* **TASKS FOR THIS EXERCISE**:
1) In the thread on algae eaters for African cichlids, why does smellsfishy1 suggest the bristlenose? Answer in one to three sentences.
2) Pick up the thread on algae eaters for African cichlids after its final post and continue it.

* **TEXT SHOWN**:

# Best algae eater for africans?



## srook23 (Feb 21, 2009)

Ok I have a mbuna tank and had a Pleco in there. He was about 8"+ long and my africans killed him.

I have read some stuff on the forum but there doesn't seem to be a definative answer on what the best algae eater is. I hear bristle nose are good and that chinese algae eaters are good becasue they are smaller and more agile and can hide better??


----------



## capman (Mar 22, 2009)

I don't have the answer, but I do have a comment on chinese algae eaters. If you keep them long enough and take good care of them, they actually get to be a lot larger than most people probably realize - almost a foot long. And I'm not sure they do all that great a job of eating algae when they get larger. They can also get aggressive. I do have fond memories of Chinese algae eaters that we had when I was a kid, one of which got to be quite large.


----------



## smellsfishy1 (May 29, 2008)

You won't find a difinitive answer because there isn't one.
Some people have success with plecos and other algae eaters and some don't.
This is the repeating theme with many other posts and threads.

It looks like you want an active algae eater that doesn't get large so I suggest the bristlenose.
Give it a try but it helps if the pleco is larger than the cichlids or put them together while the cichlids are young and small.


----------



## cindylou (Oct 22, 2008)

I also had my mbuna kill my pleco...I have synodontis (upside down cats ) They are doing very well so far and my mbunas don't pay any attention to them...I have a little problem trying to feed them, my piggies grab the food for them but they have gotten a little bolder and come out and eat with everyone else...

Recorded data:
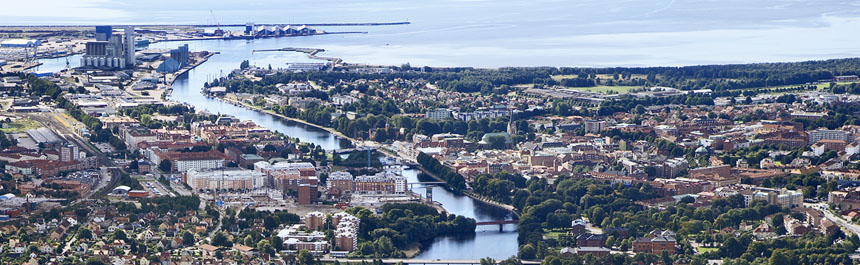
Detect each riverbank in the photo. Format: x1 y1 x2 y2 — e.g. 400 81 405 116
252 47 343 65
210 94 519 217
215 97 364 142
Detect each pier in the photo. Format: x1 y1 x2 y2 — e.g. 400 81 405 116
475 220 520 231
0 21 412 28
320 258 540 265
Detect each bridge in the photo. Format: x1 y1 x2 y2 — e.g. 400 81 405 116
475 220 520 231
406 181 448 188
320 258 540 265
331 147 376 155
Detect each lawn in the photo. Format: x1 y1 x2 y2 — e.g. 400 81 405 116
544 230 567 239
550 75 579 82
0 119 42 133
699 247 719 254
741 82 857 95
568 86 641 94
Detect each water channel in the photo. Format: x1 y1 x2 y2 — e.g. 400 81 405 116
144 36 517 259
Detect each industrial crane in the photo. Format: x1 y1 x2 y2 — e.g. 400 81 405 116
209 9 224 36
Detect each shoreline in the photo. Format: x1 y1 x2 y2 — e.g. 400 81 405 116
214 97 520 219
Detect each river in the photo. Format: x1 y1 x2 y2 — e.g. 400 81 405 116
13 0 860 67
144 36 517 259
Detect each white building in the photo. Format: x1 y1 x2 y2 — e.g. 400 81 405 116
809 128 851 144
185 168 266 191
424 108 452 120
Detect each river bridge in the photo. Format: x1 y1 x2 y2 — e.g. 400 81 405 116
320 258 540 265
475 220 520 231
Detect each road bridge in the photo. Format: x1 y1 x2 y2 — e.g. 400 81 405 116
320 258 540 265
475 220 520 231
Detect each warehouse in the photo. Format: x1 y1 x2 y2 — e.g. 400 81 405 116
0 39 42 48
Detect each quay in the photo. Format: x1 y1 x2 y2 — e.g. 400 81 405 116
320 258 541 265
0 21 412 29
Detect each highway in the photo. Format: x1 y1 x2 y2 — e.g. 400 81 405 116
27 112 122 199
320 258 540 265
803 202 860 235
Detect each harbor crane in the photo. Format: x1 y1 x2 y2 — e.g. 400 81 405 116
209 9 224 36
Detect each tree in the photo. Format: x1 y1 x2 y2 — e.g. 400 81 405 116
481 257 496 265
297 249 316 265
182 231 194 246
517 244 537 259
78 227 93 239
242 235 254 247
158 159 173 172
113 230 128 240
212 232 233 247
257 239 275 255
87 258 105 265
768 249 791 265
660 249 672 265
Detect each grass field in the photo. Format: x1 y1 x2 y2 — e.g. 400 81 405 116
544 230 567 239
741 82 858 95
0 119 42 133
568 86 640 94
550 75 579 82
699 247 719 254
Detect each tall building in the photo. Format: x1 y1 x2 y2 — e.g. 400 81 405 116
170 44 189 67
123 26 137 68
302 211 325 230
185 168 266 191
81 26 136 69
96 26 113 41
809 128 851 144
326 171 353 197
585 120 606 133
353 172 407 194
60 144 80 162
424 108 453 120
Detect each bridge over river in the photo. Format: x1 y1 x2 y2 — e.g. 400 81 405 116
320 258 540 265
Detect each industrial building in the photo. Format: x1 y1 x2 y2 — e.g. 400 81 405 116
0 39 42 48
81 26 136 69
185 168 266 191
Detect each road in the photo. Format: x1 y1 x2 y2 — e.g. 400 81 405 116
803 202 860 235
320 258 541 265
27 111 123 199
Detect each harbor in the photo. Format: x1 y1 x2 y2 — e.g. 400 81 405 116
149 34 517 259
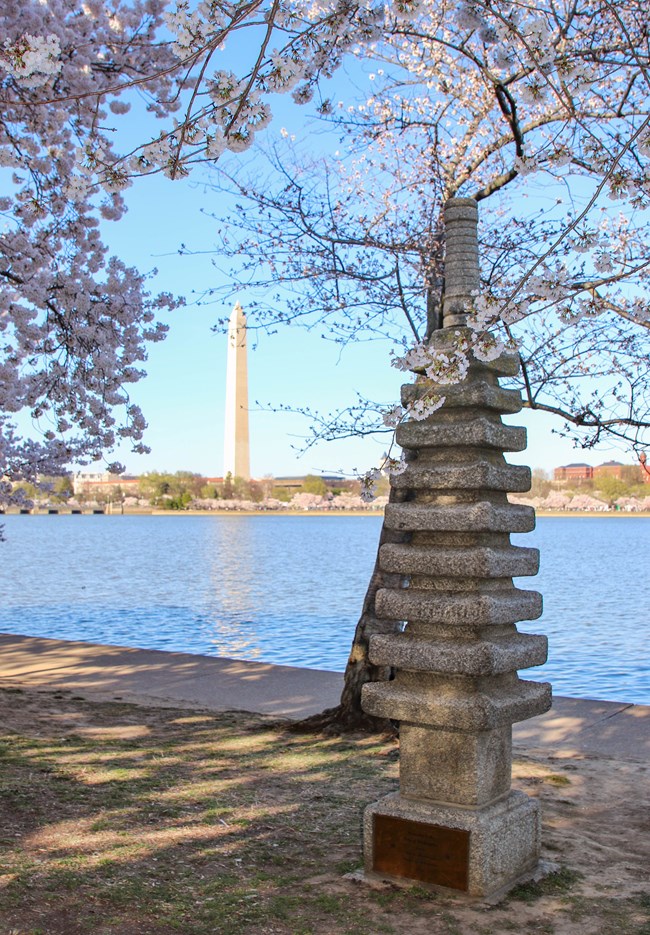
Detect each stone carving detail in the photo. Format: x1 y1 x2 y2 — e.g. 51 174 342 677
363 199 551 896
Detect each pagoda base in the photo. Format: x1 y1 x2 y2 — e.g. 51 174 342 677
364 792 541 899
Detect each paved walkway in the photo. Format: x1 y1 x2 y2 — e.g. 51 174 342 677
0 634 650 762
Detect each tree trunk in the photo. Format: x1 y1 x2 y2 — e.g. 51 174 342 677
289 488 409 734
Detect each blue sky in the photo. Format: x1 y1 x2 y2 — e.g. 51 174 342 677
97 161 612 477
95 71 627 477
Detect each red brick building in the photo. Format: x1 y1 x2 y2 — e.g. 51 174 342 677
553 461 594 483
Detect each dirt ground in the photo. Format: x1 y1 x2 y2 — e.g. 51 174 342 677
0 689 650 935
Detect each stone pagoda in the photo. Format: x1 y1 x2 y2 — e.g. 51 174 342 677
362 198 551 897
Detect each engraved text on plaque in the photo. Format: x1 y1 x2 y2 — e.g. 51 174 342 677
373 815 470 891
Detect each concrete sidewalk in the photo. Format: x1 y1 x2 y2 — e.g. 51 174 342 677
0 634 650 762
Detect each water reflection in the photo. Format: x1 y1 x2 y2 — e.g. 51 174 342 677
0 516 650 703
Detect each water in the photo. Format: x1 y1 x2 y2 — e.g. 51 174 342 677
0 516 650 704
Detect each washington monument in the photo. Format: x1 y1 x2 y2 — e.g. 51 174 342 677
223 302 251 480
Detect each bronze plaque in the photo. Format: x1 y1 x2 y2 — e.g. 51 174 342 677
372 815 469 892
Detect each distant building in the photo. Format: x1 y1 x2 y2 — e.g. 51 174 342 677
553 461 650 484
553 461 594 483
594 461 633 477
72 471 140 496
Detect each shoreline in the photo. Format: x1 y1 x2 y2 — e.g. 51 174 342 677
0 507 650 523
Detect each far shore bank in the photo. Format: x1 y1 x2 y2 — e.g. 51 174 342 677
0 507 650 522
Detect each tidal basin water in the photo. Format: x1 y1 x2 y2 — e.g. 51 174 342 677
0 515 650 704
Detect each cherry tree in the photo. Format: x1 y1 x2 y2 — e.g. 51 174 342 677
0 0 381 499
191 2 650 727
206 2 650 460
0 0 650 724
0 0 648 500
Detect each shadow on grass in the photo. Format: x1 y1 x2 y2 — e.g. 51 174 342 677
0 699 396 935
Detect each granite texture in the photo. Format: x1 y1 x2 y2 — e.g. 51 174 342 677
362 199 551 897
364 792 541 899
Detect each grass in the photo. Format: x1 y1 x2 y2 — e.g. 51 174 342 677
0 691 650 935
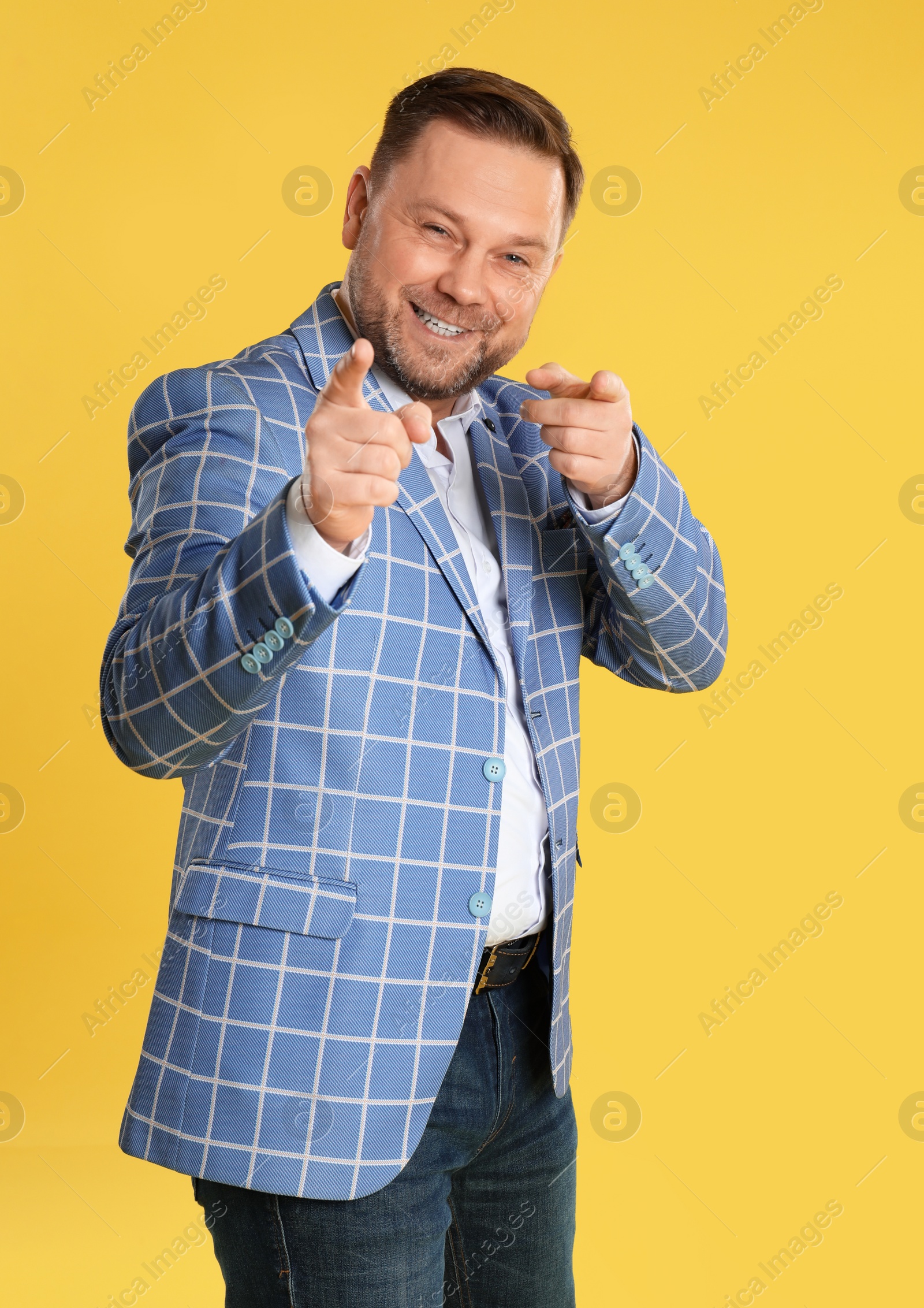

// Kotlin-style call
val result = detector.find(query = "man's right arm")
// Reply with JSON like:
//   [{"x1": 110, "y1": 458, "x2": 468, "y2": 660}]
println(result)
[
  {"x1": 99, "y1": 371, "x2": 346, "y2": 778},
  {"x1": 99, "y1": 340, "x2": 430, "y2": 778}
]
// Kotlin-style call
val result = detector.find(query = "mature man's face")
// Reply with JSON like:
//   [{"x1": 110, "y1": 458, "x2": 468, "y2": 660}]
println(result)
[{"x1": 344, "y1": 120, "x2": 565, "y2": 400}]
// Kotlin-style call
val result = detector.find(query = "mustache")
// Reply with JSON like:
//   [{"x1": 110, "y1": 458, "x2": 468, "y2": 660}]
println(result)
[{"x1": 401, "y1": 287, "x2": 503, "y2": 335}]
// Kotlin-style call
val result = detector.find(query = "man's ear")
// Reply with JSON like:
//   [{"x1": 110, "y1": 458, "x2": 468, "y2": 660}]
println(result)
[{"x1": 342, "y1": 164, "x2": 368, "y2": 250}]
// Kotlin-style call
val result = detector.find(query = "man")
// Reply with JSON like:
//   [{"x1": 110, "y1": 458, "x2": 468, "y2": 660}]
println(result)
[{"x1": 102, "y1": 68, "x2": 725, "y2": 1308}]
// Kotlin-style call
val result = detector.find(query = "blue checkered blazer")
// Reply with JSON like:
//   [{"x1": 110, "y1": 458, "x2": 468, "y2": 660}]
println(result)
[{"x1": 100, "y1": 287, "x2": 725, "y2": 1199}]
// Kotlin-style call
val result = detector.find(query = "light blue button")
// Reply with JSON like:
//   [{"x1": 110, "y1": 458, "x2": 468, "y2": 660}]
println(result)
[{"x1": 468, "y1": 891, "x2": 491, "y2": 917}]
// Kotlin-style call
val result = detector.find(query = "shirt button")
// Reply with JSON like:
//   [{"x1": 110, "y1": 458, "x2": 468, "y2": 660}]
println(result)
[{"x1": 468, "y1": 891, "x2": 491, "y2": 917}]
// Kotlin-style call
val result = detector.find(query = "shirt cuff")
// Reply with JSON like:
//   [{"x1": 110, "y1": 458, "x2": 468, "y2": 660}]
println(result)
[
  {"x1": 285, "y1": 477, "x2": 372, "y2": 604},
  {"x1": 565, "y1": 432, "x2": 642, "y2": 523}
]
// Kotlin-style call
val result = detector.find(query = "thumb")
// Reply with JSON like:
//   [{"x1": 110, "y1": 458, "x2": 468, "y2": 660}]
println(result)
[
  {"x1": 587, "y1": 367, "x2": 629, "y2": 404},
  {"x1": 394, "y1": 400, "x2": 433, "y2": 445},
  {"x1": 320, "y1": 337, "x2": 375, "y2": 408},
  {"x1": 527, "y1": 363, "x2": 588, "y2": 400}
]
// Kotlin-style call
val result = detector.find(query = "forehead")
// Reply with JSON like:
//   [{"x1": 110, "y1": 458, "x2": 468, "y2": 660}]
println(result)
[{"x1": 387, "y1": 120, "x2": 565, "y2": 246}]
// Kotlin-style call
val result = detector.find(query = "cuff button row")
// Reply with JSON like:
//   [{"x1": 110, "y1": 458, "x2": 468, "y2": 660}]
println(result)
[
  {"x1": 240, "y1": 618, "x2": 295, "y2": 674},
  {"x1": 620, "y1": 541, "x2": 655, "y2": 590}
]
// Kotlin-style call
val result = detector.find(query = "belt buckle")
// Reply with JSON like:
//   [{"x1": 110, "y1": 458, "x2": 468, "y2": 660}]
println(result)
[
  {"x1": 474, "y1": 945, "x2": 501, "y2": 994},
  {"x1": 474, "y1": 931, "x2": 542, "y2": 994}
]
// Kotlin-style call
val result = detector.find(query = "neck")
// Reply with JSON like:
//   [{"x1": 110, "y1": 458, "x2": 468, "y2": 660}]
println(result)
[{"x1": 333, "y1": 281, "x2": 457, "y2": 421}]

* **EXPECTED ANSWERS**:
1) smellsfishy1 suggests the bristlenose because the original poster seems to want an active algae eater that doesn't get large.

2)
----------



## capman (Mar 22, 2009)

The synodontis are not algae eaters though, right?

Do the Synodontis eat baby cichlids in your tank? I imagine they would.

Still, they are really cool....


----------



## cindylou (Oct 22, 2008)

I think I read they are algae eaters..I never had an algae problem bad enough to worry about it. My plants and decor get a little on it and for the glass I have a magna cleaner that I run over when I see it starting and every week when I do my water changes I clean a section of plants and what ever else is showing any algae on it...That routine seems to help.. :dancing:


----------



## cindylou (Oct 22, 2008)

I forgot the other question: I have never had any babies that I know of so I don't know if they would eat them.. :-?


----------



## kodyboy (Dec 9, 2007)

bristle nose plecs, and rubber nose plecs work great, in most cases.
garra rufa would probably work too if you can find them. 
http://www.fishbase.org/summary/Species ... p?id=26483


----------



## Neolamprologus Marco (Jan 14, 2008)

Synos will eat fry. My guys have killed several plecos. I had the best luck with chinese algea eaters. When they got too big I gave them to the LFS. They only cost 2 bucks and was happy to have them!


----------



## Gusmyster (Feb 3, 2008)

My experience is that the chinese algae eaters will do a lot of work but are not that hardy. The good news is that they are pretty cheap and easy to find, so if they die they are easy to replace.


----------



## hollyfish2000 (Aug 23, 2007)

The best "algae eater" for a mbuna tank . . . . a magnetic glass cleaner and an unused toothbruth IMHO!!!


----------



## cindylou (Oct 22, 2008)

I agree with hollyfish2000... :thumb:


----------



## joker4466 (Oct 10, 2008)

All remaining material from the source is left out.